Assignment:
This exercise calls for every record to be set down exactly.

□ □ □ □

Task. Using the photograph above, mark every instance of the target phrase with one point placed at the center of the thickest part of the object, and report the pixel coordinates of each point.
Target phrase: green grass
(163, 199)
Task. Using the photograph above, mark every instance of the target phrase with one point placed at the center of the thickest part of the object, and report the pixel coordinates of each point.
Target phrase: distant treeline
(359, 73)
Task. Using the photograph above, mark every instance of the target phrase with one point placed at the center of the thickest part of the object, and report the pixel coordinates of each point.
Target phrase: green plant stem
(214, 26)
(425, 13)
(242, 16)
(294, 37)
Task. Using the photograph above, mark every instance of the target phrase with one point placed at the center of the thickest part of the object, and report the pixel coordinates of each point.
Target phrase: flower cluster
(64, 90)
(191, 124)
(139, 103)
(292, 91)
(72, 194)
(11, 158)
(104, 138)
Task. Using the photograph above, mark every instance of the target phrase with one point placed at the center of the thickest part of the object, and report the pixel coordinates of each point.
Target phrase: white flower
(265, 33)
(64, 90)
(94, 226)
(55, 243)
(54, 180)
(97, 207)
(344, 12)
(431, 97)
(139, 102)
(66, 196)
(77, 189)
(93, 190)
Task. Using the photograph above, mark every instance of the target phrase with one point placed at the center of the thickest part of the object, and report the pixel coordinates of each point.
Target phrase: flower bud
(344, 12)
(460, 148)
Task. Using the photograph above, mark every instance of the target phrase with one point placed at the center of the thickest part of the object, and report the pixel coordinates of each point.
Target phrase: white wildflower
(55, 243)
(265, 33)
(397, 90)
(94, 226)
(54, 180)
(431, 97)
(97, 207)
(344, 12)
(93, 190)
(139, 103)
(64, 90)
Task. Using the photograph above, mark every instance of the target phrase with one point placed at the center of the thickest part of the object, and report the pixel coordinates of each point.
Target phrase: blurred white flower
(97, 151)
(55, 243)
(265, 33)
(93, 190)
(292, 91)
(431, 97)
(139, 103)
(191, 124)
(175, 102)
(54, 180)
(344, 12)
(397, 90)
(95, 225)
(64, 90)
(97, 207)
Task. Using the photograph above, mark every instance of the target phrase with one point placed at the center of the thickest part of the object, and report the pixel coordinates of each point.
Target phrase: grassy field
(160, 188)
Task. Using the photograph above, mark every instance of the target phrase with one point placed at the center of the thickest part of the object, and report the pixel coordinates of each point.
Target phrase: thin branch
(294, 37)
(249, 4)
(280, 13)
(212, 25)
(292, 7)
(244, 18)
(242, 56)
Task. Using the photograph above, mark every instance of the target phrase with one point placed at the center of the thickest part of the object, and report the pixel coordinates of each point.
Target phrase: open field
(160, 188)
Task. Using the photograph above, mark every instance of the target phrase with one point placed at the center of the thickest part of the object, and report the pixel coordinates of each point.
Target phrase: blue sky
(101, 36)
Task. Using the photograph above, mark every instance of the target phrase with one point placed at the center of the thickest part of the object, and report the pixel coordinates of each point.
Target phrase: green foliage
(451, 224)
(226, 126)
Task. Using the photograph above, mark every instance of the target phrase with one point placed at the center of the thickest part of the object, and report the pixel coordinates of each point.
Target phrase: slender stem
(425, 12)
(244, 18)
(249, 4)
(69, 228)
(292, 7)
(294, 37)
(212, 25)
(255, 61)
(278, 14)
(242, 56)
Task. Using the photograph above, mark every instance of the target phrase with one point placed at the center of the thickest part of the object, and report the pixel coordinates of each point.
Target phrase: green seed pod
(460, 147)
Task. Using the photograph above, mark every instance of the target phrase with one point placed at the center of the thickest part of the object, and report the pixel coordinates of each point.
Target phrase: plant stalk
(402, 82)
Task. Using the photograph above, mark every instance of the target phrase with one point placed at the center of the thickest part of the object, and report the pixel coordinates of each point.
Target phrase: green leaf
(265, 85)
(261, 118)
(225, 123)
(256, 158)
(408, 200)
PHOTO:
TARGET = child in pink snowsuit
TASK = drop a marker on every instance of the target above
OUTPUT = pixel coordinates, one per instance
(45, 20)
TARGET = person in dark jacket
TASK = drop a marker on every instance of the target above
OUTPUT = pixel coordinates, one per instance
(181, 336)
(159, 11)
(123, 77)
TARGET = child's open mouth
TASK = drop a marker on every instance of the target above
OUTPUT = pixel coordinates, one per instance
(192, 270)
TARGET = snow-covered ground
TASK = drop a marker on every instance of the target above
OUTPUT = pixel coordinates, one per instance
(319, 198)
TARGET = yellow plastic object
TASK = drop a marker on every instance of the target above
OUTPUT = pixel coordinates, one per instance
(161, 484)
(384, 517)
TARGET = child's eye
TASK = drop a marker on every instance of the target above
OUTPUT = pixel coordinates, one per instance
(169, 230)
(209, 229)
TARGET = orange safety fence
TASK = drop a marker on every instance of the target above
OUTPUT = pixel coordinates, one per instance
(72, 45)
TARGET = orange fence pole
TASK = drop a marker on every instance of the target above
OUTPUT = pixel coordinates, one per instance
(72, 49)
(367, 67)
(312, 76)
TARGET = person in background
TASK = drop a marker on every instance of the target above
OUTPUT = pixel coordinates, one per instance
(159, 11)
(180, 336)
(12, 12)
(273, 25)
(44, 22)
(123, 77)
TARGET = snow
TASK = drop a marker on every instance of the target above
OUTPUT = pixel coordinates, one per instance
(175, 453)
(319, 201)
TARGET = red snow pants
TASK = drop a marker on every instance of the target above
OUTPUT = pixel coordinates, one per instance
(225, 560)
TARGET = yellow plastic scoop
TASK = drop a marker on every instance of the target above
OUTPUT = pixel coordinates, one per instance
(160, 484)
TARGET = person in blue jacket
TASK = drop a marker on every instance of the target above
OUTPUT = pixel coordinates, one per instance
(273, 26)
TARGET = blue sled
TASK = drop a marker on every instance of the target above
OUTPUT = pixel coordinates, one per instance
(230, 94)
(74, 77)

□ □ □ □

Exercise solution:
Task. Using the photograph above, mark every instance of the target phrase with one point placed at the center of the thickest part of the object, and report the pixel coordinates of each point.
Target phrase: green grass
(163, 199)
Task. Using the photograph above, mark every instance of the target phrase with one point placed at the center of the thickest part of the object, and report the pixel coordinates of each point.
Target phrase: distant treeline
(359, 73)
Task. Using the photograph above, mark every instance of the target phrase with one point placed at the center of the thickest part of the object, and report the pixel coordinates of each point.
Target phrase: green plant stem
(214, 26)
(425, 13)
(242, 16)
(294, 37)
Task. Using the photograph above, mark every instance of the target phrase with one point placed at the center of the thickest part of the object, and report the pixel coordinates of each point.
Target phrase: flower cluster
(64, 90)
(191, 124)
(139, 103)
(292, 91)
(72, 194)
(11, 158)
(104, 138)
Task. Using the photograph above, mark every instance of the target phrase with one point placed at the center of the thickest part of the object, and report the pixel coordinates of each point.
Target phrase: white flower
(265, 33)
(64, 90)
(94, 226)
(55, 243)
(54, 180)
(97, 207)
(344, 12)
(431, 97)
(139, 102)
(66, 196)
(77, 189)
(93, 190)
Task. Using the photograph above, mark every instance of the target phrase with one point placed at the center of the thickest part of the object, and report the pixel coordinates of each point.
Target phrase: flower bud
(344, 12)
(460, 148)
Task. Using the photograph above, mark every instance of the target phrase with one point placed at the center of the thickest part of the object, and report the pixel coordinates of each point.
Target phrase: white wildflower
(55, 243)
(265, 33)
(397, 90)
(94, 226)
(54, 180)
(431, 97)
(97, 207)
(344, 12)
(93, 190)
(139, 103)
(64, 90)
Task. Using the photograph above, mark every instance of the target phrase with one point placed at the center of the thickest part of the object, and report the pixel coordinates of each point.
Target phrase: blurred white flower
(97, 151)
(55, 243)
(265, 33)
(93, 190)
(292, 91)
(431, 97)
(139, 103)
(191, 124)
(175, 102)
(54, 180)
(344, 12)
(397, 90)
(95, 225)
(64, 90)
(97, 207)
Task. Using the photograph above, mark every instance of the target phrase with one point placed at the center of the thickest part of the object, and report the pixel coordinates of each point.
Target phrase: grassy field
(160, 188)
Task. Using the photograph above, mark every instance of the target phrase with one point placed at the center of the thickest part of the object, and report the pixel coordinates of each point.
Target phrase: thin branch
(294, 37)
(249, 4)
(280, 13)
(212, 25)
(292, 7)
(244, 18)
(242, 56)
Task. Using the photograph above, mark every instance of the target phrase with one point placed at the center of the thickest part of the object, and report the pixel coordinates of each point.
Target phrase: open field
(160, 188)
Task. Using the photograph above, mark every instance of the target phrase with one point placed at the center of the thickest part of the object, and report the pixel coordinates of each point.
Target phrase: blue sky
(101, 36)
Task. Using the photograph above, mark every instance of the target phrase with one point placed at the center of the thickest part of the object, and report the pixel coordinates of each point.
Target phrase: green foliage
(451, 224)
(226, 126)
Task. Using the photograph above, mark every instance of the target phrase with one point placed at the center of the thickest part of the object, and report the pixel coordinates of each point.
Target phrase: slender stem
(425, 12)
(244, 18)
(249, 4)
(69, 228)
(292, 7)
(294, 37)
(212, 25)
(255, 61)
(278, 14)
(242, 56)
Task. Using the photograph above, mark every instance of the target phrase with one point placed at the center of the thickest part of the object, and report the pixel coordinates of each point.
Target phrase: green seed pod
(460, 147)
Task. Using the photograph above, mark every instance of the target phrase with one point placed at the center of the thickest part of the object, and report the pixel coordinates of each point.
Target phrase: plant stalk
(402, 82)
Task. Using the photograph above, mark every instance of the target phrase with one point placed at the center of the thickest part of the object, and report the pixel coordinates of each point.
Target phrase: green leaf
(265, 85)
(261, 118)
(225, 123)
(256, 158)
(408, 200)
PHOTO:
TARGET = child in pink snowsuit
TASK = drop a marker on every instance of the target above
OUTPUT = pixel coordinates, one per instance
(45, 20)
TARGET = person in dark jacket
TASK = drop a marker on every instance of the target above
OUTPUT = pixel coordinates, one per instance
(181, 336)
(159, 11)
(123, 77)
TARGET = child's open mouth
TASK = drop a marker on every instance of the target above
OUTPUT = pixel coordinates, one per instance
(192, 270)
TARGET = snow-covered ground
TASK = drop a marker on every instance of the target above
OUTPUT = pixel coordinates, one per instance
(319, 198)
TARGET = yellow plastic object
TASK = drop a marker on every instance of the target above
OUTPUT = pixel coordinates, one per instance
(161, 484)
(384, 517)
TARGET = child's eye
TASK = drop a marker on every instance of the target above
OUTPUT = pixel coordinates, one per instance
(169, 230)
(209, 229)
TARGET = orange safety fence
TASK = drop a marker on every instance of the target above
OUTPUT = pixel coordinates, one per instance
(72, 45)
TARGET = orange fence pole
TASK = drop a marker on every instance of the target above
OUTPUT = pixel coordinates, one per instance
(72, 49)
(367, 67)
(312, 76)
TARGET = person in background
TASK = drop a marker on every instance of the target above
OUTPUT = pixel coordinates, one per instance
(159, 11)
(180, 336)
(12, 12)
(273, 25)
(44, 22)
(123, 77)
TARGET = snow
TASK = drop a marker on every instance of the target above
OUTPUT = pixel coordinates, one per instance
(175, 453)
(319, 201)
TARGET = red snow pants
TASK = drop a marker on every instance of the target above
OUTPUT = pixel coordinates, one per instance
(225, 560)
TARGET = yellow plastic scoop
TASK = drop a marker on every instance of the target above
OUTPUT = pixel coordinates, one per instance
(160, 484)
TARGET = person in blue jacket
TASK = drop a marker on every instance of the target above
OUTPUT = pixel coordinates, one per instance
(273, 26)
TARGET = blue sled
TASK = drop a marker on every instance of the target above
OUTPUT = pixel coordinates, one per instance
(230, 94)
(74, 77)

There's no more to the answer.